§ PASSAGE GIVEN
┌──

Monday, 30 June 2008

More Old Poetry

It is strange how vulnerable I feel posting even old poetry... I guess it still strikes too close to heart.

Truth

Behind my hands
my face lurks
tentative, scared, scarred.
Laughter is its shield
quivering in the silence,
every nerve jangling, shaking.
True expression is dangerous;
it is too real, too exposing,
too naked me:
one should never be without clothes. (it's unnatural)
Childhood freedom?
Gone with every don't and shouldn't.


I have my faces
each used on different occasions,
some serving more than one purpose
Not all truth.



Anxiety

I can feel my writhing spirit
wringing its hands
in desperation.
Trying to trust,
but failing miserably,
no matter how it tries.
My stomach clutches
and twists in sympathy.
Promises, promises--
Unanswered? Or just delayed?

Patience seems to be
sickening for something--
Panic perhaps?


Old Poetry

Something I wrote a long time ago--but I was browsing through old files and found it. I had forgotten...

This gluttony
tiny pinpricks
to fill a
gaping whole--
the empty place
where I go
when loneliness
overwhelms
and top it up with
more excess nothing.

it drags
hanging down
weighing on my back
the hole is not satiated
with mere filling
there is more
to this than
comfort
and
substitution.

life, me, and
everything
is just not enough.
Take me, ravish and seduce me
and don't tell me until
it is much, much too late
I need more
than food and clothing
I need-want love and
only your love
satisfies my
craving.


Sunday, 29 June 2008

Musings

I was sitting in front of my computer just now, hoping to write something, something, hopefully, poetic. The thought has been hovering around the edges of my brain that all I have been doing lately is posting other people's words and none, really, of my own. Even my devotional journal exhibits this same tendency at the moment. As a person who sets a lot of stock in self-expression and creativity--even if it is just in my interior monologue--I've been feeling cut off from my usual means of self-expression; I haven't felt the fire to write for some time (and by write I mean seriously write, not "just" journalistic-style entries). I haven't been writing prose, I haven't been writing poetry. I'm in the middle of a nasty flu/head cold thing that leaves me hardly able to talk, let alone sing--which I really wanted to do this morning and couldn't. I feel stopped up--literally and figuratively--as though I am hardly able to move through the mud I like to call my brain. I'm hoping that this mud will turn out to be fertile silt, but until it does, I feel unexpressed.

└──

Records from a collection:

┌──

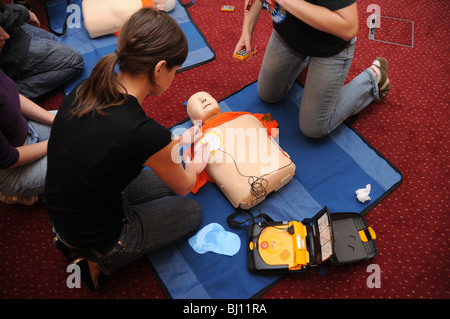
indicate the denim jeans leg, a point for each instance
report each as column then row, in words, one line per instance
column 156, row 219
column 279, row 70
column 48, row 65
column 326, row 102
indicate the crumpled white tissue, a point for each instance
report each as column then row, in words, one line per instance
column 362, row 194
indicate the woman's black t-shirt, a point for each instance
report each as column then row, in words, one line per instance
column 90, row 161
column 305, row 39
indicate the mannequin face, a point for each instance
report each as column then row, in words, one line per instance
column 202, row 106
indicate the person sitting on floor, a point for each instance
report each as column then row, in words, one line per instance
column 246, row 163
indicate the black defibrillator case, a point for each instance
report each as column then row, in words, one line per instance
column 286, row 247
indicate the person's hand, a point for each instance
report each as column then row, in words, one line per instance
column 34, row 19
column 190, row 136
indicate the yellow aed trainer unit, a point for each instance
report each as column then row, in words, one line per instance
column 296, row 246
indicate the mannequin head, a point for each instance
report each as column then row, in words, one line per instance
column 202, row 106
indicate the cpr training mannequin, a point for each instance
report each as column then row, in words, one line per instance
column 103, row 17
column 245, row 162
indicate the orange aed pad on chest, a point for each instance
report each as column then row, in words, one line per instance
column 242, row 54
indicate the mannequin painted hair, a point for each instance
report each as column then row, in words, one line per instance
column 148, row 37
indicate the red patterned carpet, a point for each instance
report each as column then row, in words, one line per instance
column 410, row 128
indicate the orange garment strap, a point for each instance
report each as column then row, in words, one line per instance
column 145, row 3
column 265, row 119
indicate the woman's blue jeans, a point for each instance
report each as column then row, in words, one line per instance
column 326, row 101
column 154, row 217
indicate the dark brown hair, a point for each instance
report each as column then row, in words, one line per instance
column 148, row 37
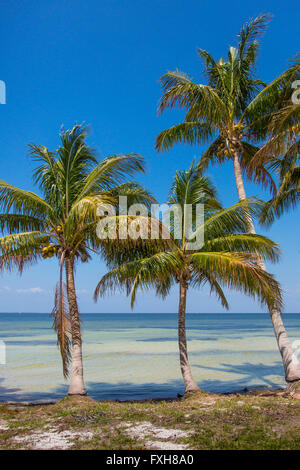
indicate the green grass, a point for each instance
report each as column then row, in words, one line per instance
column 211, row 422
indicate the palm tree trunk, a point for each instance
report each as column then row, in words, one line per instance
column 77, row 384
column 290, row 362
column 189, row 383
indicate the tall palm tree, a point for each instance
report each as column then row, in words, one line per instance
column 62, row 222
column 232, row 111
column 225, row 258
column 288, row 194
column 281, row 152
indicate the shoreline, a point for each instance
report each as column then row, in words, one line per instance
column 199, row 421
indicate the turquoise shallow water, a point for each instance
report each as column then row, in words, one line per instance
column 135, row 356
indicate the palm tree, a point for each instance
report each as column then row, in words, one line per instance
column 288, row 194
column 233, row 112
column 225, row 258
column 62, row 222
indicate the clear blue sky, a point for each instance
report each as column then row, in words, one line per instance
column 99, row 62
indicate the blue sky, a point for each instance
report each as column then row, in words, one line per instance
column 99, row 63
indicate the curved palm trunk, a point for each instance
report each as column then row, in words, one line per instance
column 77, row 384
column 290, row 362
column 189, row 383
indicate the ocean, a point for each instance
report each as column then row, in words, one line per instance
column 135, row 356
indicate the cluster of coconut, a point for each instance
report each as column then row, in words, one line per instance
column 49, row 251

└──
┌──

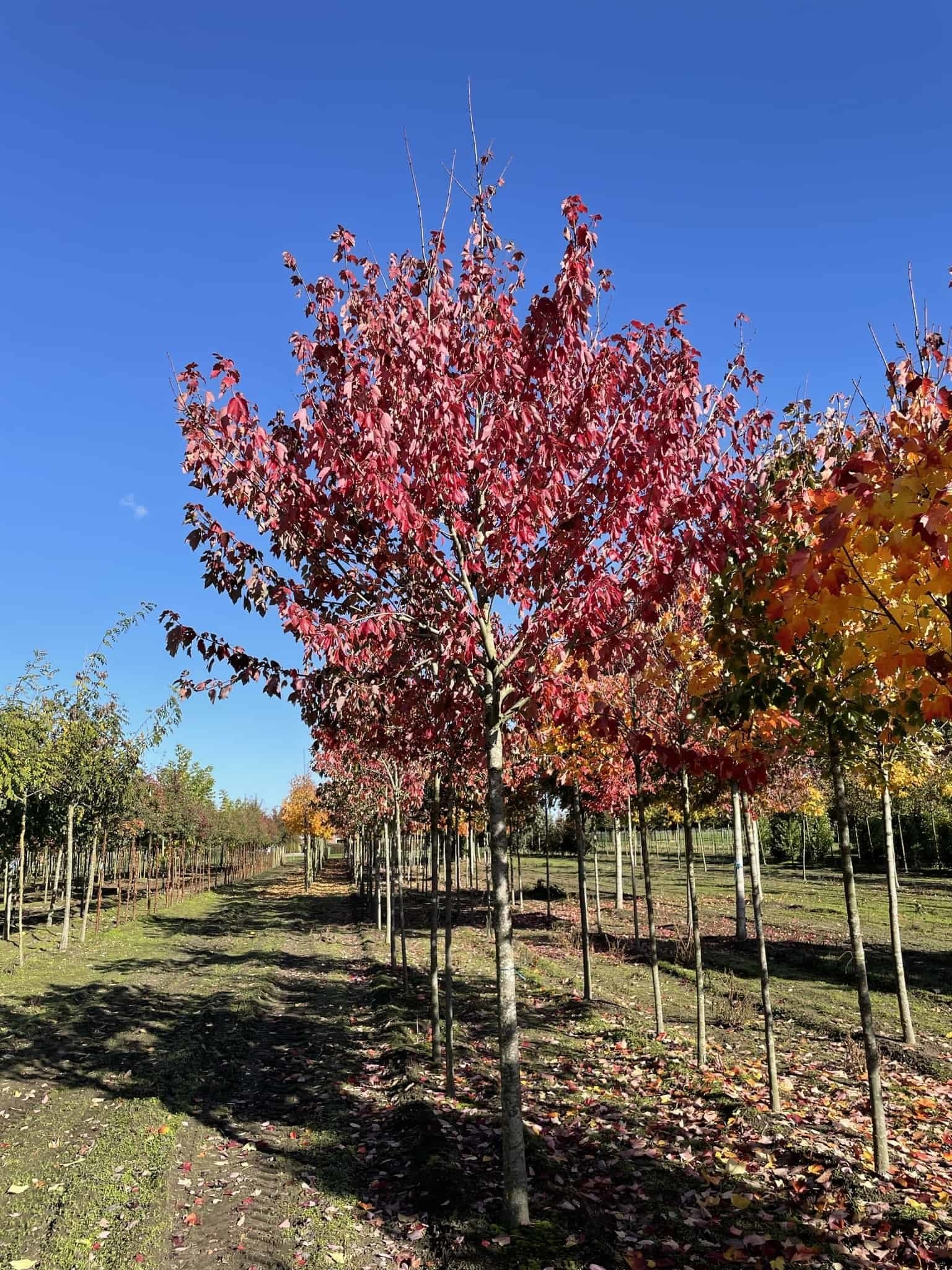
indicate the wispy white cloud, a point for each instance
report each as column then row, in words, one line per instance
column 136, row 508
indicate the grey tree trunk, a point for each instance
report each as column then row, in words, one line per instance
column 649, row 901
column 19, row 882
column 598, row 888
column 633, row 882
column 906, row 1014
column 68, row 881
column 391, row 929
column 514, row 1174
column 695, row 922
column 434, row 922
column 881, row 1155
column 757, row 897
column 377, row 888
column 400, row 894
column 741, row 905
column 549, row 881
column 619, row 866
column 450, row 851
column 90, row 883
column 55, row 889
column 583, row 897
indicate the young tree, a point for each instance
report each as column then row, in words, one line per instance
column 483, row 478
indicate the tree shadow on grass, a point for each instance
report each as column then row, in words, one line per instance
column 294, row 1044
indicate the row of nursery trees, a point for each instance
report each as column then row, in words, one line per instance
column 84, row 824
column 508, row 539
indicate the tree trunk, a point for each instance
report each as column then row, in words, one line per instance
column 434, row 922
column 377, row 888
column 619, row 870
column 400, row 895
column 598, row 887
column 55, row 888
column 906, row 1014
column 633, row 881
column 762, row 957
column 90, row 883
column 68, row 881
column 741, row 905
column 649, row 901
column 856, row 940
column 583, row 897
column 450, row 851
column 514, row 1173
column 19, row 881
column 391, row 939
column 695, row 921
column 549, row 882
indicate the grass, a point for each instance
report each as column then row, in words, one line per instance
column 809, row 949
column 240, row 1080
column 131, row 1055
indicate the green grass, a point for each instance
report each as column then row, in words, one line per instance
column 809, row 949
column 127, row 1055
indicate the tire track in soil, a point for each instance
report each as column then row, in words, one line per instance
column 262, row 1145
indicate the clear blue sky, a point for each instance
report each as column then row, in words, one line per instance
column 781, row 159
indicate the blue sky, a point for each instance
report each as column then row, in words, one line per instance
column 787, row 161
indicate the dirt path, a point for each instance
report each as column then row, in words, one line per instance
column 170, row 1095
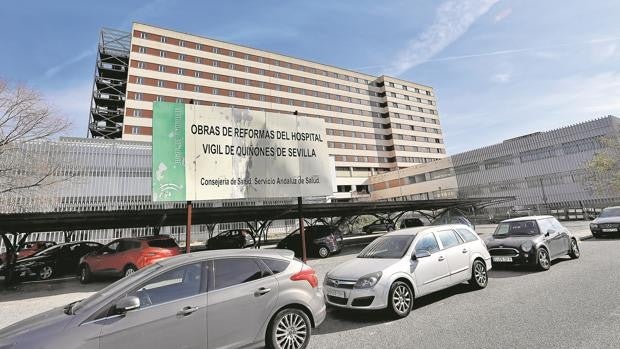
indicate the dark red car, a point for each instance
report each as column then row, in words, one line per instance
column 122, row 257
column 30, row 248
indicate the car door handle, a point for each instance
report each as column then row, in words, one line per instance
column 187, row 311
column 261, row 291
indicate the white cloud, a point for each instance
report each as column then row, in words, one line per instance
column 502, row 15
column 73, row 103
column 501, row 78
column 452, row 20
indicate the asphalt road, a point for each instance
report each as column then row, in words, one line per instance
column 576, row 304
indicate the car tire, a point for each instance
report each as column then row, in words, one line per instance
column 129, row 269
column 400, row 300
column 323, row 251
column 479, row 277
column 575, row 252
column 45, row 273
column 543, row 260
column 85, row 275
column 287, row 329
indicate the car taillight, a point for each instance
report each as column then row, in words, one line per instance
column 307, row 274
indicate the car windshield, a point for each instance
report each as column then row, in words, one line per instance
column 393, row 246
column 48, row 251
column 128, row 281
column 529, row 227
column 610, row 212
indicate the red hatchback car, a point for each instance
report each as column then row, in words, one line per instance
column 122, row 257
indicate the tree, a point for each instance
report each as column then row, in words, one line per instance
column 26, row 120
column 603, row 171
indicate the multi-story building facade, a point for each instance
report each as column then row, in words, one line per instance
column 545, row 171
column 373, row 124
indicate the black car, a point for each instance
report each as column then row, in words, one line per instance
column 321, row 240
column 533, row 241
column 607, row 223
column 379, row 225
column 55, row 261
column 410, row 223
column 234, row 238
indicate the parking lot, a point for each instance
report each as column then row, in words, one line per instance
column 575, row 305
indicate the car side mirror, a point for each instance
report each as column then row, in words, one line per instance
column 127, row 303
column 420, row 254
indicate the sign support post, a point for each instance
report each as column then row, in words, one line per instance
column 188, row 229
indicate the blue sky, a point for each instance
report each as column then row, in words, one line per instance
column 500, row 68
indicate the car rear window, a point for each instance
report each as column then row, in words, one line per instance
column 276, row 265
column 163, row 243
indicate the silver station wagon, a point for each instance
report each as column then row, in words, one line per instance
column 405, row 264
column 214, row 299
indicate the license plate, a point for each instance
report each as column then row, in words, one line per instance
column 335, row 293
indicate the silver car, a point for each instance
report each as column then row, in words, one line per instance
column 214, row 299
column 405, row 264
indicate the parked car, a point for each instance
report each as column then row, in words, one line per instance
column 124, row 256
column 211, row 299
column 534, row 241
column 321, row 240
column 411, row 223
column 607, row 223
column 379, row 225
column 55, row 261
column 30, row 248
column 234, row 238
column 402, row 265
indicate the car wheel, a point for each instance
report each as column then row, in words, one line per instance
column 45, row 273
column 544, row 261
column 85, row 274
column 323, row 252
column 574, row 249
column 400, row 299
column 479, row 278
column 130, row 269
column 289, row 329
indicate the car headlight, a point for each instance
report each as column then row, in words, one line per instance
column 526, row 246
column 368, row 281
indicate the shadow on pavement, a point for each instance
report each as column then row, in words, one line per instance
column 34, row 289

└──

§ REQUIRED ACTIONS
1. Translate this sentence from the blog page on old poetry into Spanish: "I haven't been writing prose, I haven't been writing poetry."
2. Go on with the blog page on old poetry, picking up the "Musings" entry right after its final sentence.

§ RESPONSES
1. No he estado escribiendo prosa, no he estado escribiendo poesía.

2.
It struck me, however, that maybe sometimes we aren't meant to express ourselves. Perhaps sometimes we are meant to be silent, not speak for ourselves. Perhaps we serve a different function at these times, acting as echoes for other people's self-expression. We take in the efforts of others' creativity and reflect it out into the world again. We act as sound boards, resonators, amplifying the expressions of others. Perhaps, we, by taking in other people's art, make it bigger.

It made me wonder if maybe there are implications in this for our spiritual lives. Perhaps there are times, even seasons, where we act primarily as God's echoes, not His messengers. Perhaps the times when we feel stifled, confined, "hedged in," are the times when the expressions of the great Creator--His Word, His Love, His Everything--are reflected off our lives into the lives of others. And, maybe, the reason we do not see the ripples in the pond is because we are the stones thrown into the water.

Go to Dark Gethsemane

Go to dark Gethsemane,
Ye that fell the tempter's power;
Your Redeemer's conflict see;
Watch with him one bitter hour;
Turn not from his griefs away:
Learn from him to watch and pray.

See him at the judgement hall,
Beaten, bound, reviled, arraigned;
See him meekly bearing all;
Love to man his soul sustained.
Shun not suffering, shame, or loss:
Learn of Christ to bear the cross.

Calvary's mournful mountain view;
There the Lord of glory see,
Made a sacrifice for you,
Dying on the accursed tree.
"It is finished," hear his cry:
Trust in Christ and learn to die.

~James Montgomery (1771-1854)

To be a pilgrim

Who would true valour see,
Let him come hither:
Here's one will constant be,
Come wind, come weather.
There's no discouragement
Shall make him once relent
His first avowed intent
To be a pilgrim.

Whoso beset him round
With dismal stories
Do but themselves confound:
His strength the more is.
No lion can him fright,
He'll with a giant fight,
But he will have the right
To be a pilgrim.

Since, Lord, thou dost defend
Him with thy Spirit,
He knows he at the end
Shall life inherit.
Then fancies fly away!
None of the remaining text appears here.